*PROBLEM REQUIREMENTS*
Pick out every line of the material below that contains the string "black" and copy each one in full, treating uppercase and lowercase as different.

*SOURCE MATERIAL*
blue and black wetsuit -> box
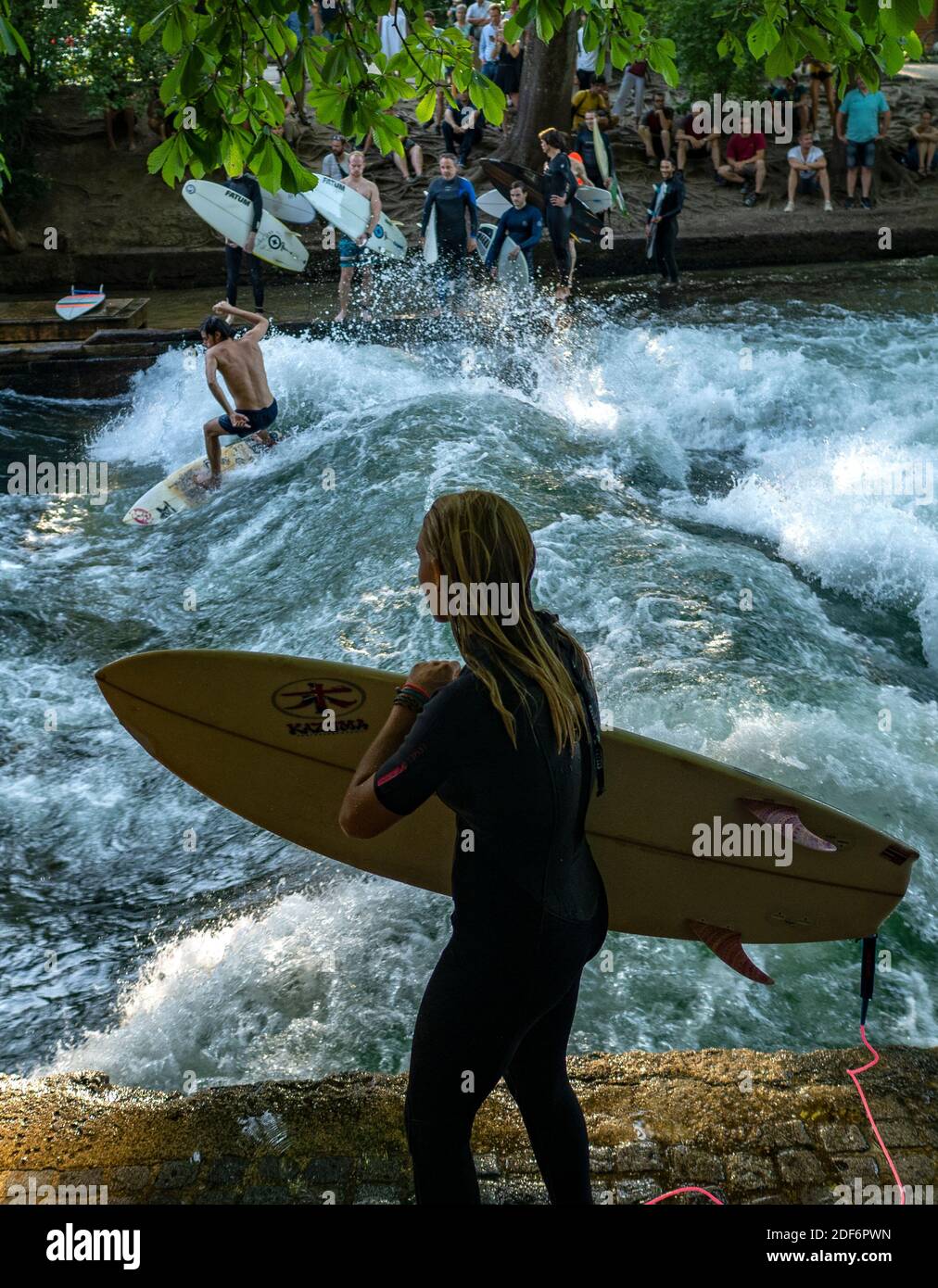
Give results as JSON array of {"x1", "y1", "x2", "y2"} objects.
[
  {"x1": 541, "y1": 152, "x2": 576, "y2": 284},
  {"x1": 420, "y1": 175, "x2": 479, "y2": 297},
  {"x1": 375, "y1": 613, "x2": 608, "y2": 1205},
  {"x1": 224, "y1": 170, "x2": 264, "y2": 309},
  {"x1": 647, "y1": 174, "x2": 684, "y2": 282},
  {"x1": 486, "y1": 201, "x2": 544, "y2": 277}
]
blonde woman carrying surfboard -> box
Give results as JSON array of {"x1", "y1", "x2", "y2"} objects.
[{"x1": 339, "y1": 491, "x2": 608, "y2": 1205}]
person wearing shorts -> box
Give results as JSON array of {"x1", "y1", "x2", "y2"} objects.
[
  {"x1": 785, "y1": 130, "x2": 833, "y2": 212},
  {"x1": 218, "y1": 398, "x2": 280, "y2": 438},
  {"x1": 836, "y1": 76, "x2": 892, "y2": 210},
  {"x1": 716, "y1": 116, "x2": 766, "y2": 206},
  {"x1": 808, "y1": 63, "x2": 838, "y2": 133}
]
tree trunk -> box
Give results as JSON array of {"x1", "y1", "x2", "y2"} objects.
[
  {"x1": 0, "y1": 201, "x2": 26, "y2": 252},
  {"x1": 498, "y1": 13, "x2": 578, "y2": 170}
]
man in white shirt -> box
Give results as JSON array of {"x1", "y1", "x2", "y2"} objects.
[
  {"x1": 576, "y1": 13, "x2": 599, "y2": 89},
  {"x1": 465, "y1": 0, "x2": 488, "y2": 50},
  {"x1": 785, "y1": 130, "x2": 833, "y2": 211}
]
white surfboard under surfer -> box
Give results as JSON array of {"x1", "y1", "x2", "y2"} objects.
[{"x1": 196, "y1": 300, "x2": 277, "y2": 491}]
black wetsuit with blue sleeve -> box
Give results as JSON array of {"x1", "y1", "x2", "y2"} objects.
[
  {"x1": 374, "y1": 613, "x2": 608, "y2": 1205},
  {"x1": 486, "y1": 202, "x2": 544, "y2": 277},
  {"x1": 420, "y1": 174, "x2": 479, "y2": 275}
]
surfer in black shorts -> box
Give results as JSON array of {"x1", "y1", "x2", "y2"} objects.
[
  {"x1": 339, "y1": 491, "x2": 608, "y2": 1206},
  {"x1": 420, "y1": 152, "x2": 479, "y2": 304},
  {"x1": 538, "y1": 130, "x2": 576, "y2": 300},
  {"x1": 486, "y1": 179, "x2": 544, "y2": 280},
  {"x1": 196, "y1": 300, "x2": 277, "y2": 491}
]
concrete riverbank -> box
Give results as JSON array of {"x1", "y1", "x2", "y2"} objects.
[{"x1": 0, "y1": 1047, "x2": 938, "y2": 1205}]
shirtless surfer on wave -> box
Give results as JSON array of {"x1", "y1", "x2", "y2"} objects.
[{"x1": 196, "y1": 300, "x2": 277, "y2": 491}]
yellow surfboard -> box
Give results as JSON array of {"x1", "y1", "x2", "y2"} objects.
[
  {"x1": 123, "y1": 432, "x2": 278, "y2": 528},
  {"x1": 96, "y1": 650, "x2": 918, "y2": 944}
]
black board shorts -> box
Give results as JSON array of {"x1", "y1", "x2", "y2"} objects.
[{"x1": 218, "y1": 398, "x2": 277, "y2": 438}]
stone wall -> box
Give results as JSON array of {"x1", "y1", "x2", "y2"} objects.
[{"x1": 0, "y1": 1047, "x2": 938, "y2": 1205}]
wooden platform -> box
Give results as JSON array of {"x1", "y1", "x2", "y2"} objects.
[{"x1": 0, "y1": 298, "x2": 149, "y2": 344}]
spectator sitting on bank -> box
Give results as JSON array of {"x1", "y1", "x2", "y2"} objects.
[
  {"x1": 769, "y1": 76, "x2": 810, "y2": 134},
  {"x1": 719, "y1": 116, "x2": 766, "y2": 206},
  {"x1": 465, "y1": 0, "x2": 488, "y2": 56},
  {"x1": 836, "y1": 76, "x2": 892, "y2": 210},
  {"x1": 571, "y1": 76, "x2": 618, "y2": 132},
  {"x1": 320, "y1": 134, "x2": 348, "y2": 183},
  {"x1": 785, "y1": 130, "x2": 833, "y2": 211},
  {"x1": 442, "y1": 89, "x2": 486, "y2": 170},
  {"x1": 452, "y1": 4, "x2": 475, "y2": 40},
  {"x1": 574, "y1": 111, "x2": 612, "y2": 188},
  {"x1": 146, "y1": 85, "x2": 171, "y2": 143},
  {"x1": 674, "y1": 103, "x2": 720, "y2": 174},
  {"x1": 906, "y1": 107, "x2": 938, "y2": 179},
  {"x1": 638, "y1": 90, "x2": 674, "y2": 170},
  {"x1": 612, "y1": 58, "x2": 648, "y2": 129},
  {"x1": 576, "y1": 13, "x2": 599, "y2": 89}
]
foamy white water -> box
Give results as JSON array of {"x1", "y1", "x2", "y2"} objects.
[{"x1": 0, "y1": 261, "x2": 938, "y2": 1087}]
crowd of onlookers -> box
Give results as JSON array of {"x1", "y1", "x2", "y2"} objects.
[{"x1": 132, "y1": 0, "x2": 938, "y2": 211}]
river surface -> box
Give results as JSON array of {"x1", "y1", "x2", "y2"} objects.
[{"x1": 0, "y1": 260, "x2": 938, "y2": 1089}]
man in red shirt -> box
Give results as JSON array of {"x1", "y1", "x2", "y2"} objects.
[
  {"x1": 717, "y1": 117, "x2": 766, "y2": 206},
  {"x1": 638, "y1": 90, "x2": 674, "y2": 169}
]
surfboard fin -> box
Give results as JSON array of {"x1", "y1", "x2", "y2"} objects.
[
  {"x1": 741, "y1": 797, "x2": 836, "y2": 854},
  {"x1": 688, "y1": 921, "x2": 774, "y2": 984}
]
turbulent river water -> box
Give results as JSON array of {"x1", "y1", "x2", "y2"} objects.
[{"x1": 0, "y1": 260, "x2": 938, "y2": 1087}]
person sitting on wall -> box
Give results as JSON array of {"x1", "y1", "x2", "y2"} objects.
[{"x1": 785, "y1": 130, "x2": 833, "y2": 211}]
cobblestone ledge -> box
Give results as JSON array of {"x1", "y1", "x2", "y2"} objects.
[{"x1": 0, "y1": 1047, "x2": 938, "y2": 1205}]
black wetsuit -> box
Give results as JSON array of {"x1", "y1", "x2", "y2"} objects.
[
  {"x1": 647, "y1": 174, "x2": 684, "y2": 282},
  {"x1": 224, "y1": 171, "x2": 264, "y2": 309},
  {"x1": 420, "y1": 174, "x2": 479, "y2": 298},
  {"x1": 486, "y1": 201, "x2": 544, "y2": 277},
  {"x1": 541, "y1": 152, "x2": 576, "y2": 282},
  {"x1": 375, "y1": 614, "x2": 608, "y2": 1205}
]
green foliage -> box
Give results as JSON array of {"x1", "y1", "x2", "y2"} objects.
[{"x1": 0, "y1": 0, "x2": 932, "y2": 203}]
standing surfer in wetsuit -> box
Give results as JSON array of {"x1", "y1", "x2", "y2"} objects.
[
  {"x1": 224, "y1": 170, "x2": 264, "y2": 323},
  {"x1": 538, "y1": 130, "x2": 576, "y2": 300},
  {"x1": 486, "y1": 179, "x2": 544, "y2": 281},
  {"x1": 645, "y1": 158, "x2": 684, "y2": 286},
  {"x1": 339, "y1": 491, "x2": 608, "y2": 1205},
  {"x1": 420, "y1": 152, "x2": 479, "y2": 304}
]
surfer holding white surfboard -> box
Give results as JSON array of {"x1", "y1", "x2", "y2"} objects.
[
  {"x1": 224, "y1": 169, "x2": 264, "y2": 313},
  {"x1": 645, "y1": 158, "x2": 684, "y2": 286},
  {"x1": 339, "y1": 491, "x2": 608, "y2": 1206},
  {"x1": 486, "y1": 179, "x2": 544, "y2": 280},
  {"x1": 335, "y1": 152, "x2": 381, "y2": 322},
  {"x1": 196, "y1": 300, "x2": 277, "y2": 491}
]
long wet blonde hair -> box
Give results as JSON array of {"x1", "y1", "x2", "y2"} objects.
[{"x1": 423, "y1": 489, "x2": 590, "y2": 751}]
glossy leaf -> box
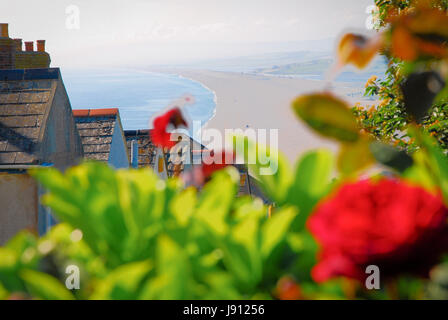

*REPLY TO THE TASK*
blue and black wetsuit -> box
black wetsuit with blue sleeve -> box
surfer in black shorts -> box
black board shorts -> box
black wetsuit -> box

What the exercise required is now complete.